> **TUJUAN 1**
Dalam kutipan halaman tentang kewenangan daerah dalam transisi energi, undang-undang apa yang dirujuk Edison Siagian terkait pembagian urusan energi dan sumber daya mineral antara pusat dan provinsi?

> **KUTIPAN HALAMAN**
◆ ◆ ◆ ◆ ◆
M Arief Vilgy, peneliti The Habibie Center, mengemukakan tantangan yang dihadapi daerah. Berdasarkan hasil risetnya, pemerintah provinsi memiliki kewenangan paling terbatas, lantaran kebijakan transisi energi hanya dipegang oleh pemerintah pusat. Misalnya, perumusan rencana usaha penyediaan tenaga listrik (RUPTL) dan penentuan tarif listrik yang hampir sepenuhnya keputusan ini dipegang oleh PT PLN serta Kementerian Energi dan Sumber Daya Mineral.

“Salah satu narasumber riset kami juga kesulitan ketika mau memasang PLTS atap. Oleh karena mereka (pemerintah provinsi) mengikuti kebijakan pusat seperti skema net metering yang dihapus (tidak bisa menjual listrik dan mengurangi tagihan listrik), minat mereka berkurang,” tambah Arief ketika memaparkan riset pada seminar ‘Mewujudkan Demokrasi Hijau: Penguatan Kelembagaan Transisi Energi untuk Keadilan Sosial dan Kelestarian Lingkungan’ yang diadakan Habibie Center di Jakarta (26/10/2025).

Edison Siagian, Direktur Sinkronisasi Urusan Pemerintahan Daerah I Kementerian Dalam Negeri, menjelaskan bahwa persoalan kewenangan turut menjadi sumber kebingungan pemerintah daerah. Ia merujuk pada UU No 23 Tahun 2014 yang membagi urusan energi dan sumber daya mineral antara pusat dan provinsi, tanpa memberikan kewenangan apapun kepada kabupaten atau kota.

“Kalau melihat UU itu, belum ada pembagian jelas antara energi baru dan energi terbarukan. Perpres No 11 Tahun 2023 memang sudah menambah urusan energi baru dan terbarukan ke dalam kewenangan provinsi, tetapi kewenangan ini membutuhkan NSPK (norma, standar , prosedur, dan kriteria) agar bisa diimplementasikan,” ujarnya.
◆ ◆ ◆ ◆ ◆
> **ENTRI YANG DITAMPILKAN**
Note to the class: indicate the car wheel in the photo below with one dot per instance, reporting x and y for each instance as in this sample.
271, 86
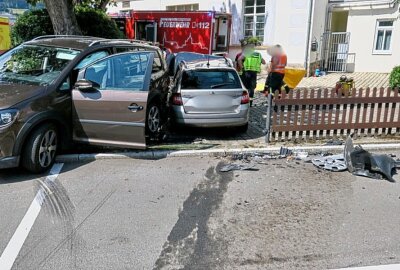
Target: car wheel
40, 149
243, 129
153, 122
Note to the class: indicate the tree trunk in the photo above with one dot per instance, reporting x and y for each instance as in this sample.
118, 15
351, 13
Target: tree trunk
62, 17
103, 4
◆ ◆ ◆ ◆ ◆
> **TUJUAN 2**
Tuliskan kembali semua entri di atas yang diawali catatan untuk kelas, baris demi baris tanpa mengubah apa pun, tetapi jangan sertakan gambarnya.

> **JAWABAN LENGKAP 1**
UU No 23 Tahun 2014.

> **JAWABAN LENGKAP 2**
Note to the class: indicate the car wheel in the photo below with one dot per instance, reporting x and y for each instance as in this sample.
271, 86
Target: car wheel
40, 149
243, 129
153, 122
Note to the class: indicate the tree trunk in the photo above with one dot per instance, reporting x and y for each instance as in this sample.
118, 15
351, 13
Target: tree trunk
62, 17
103, 4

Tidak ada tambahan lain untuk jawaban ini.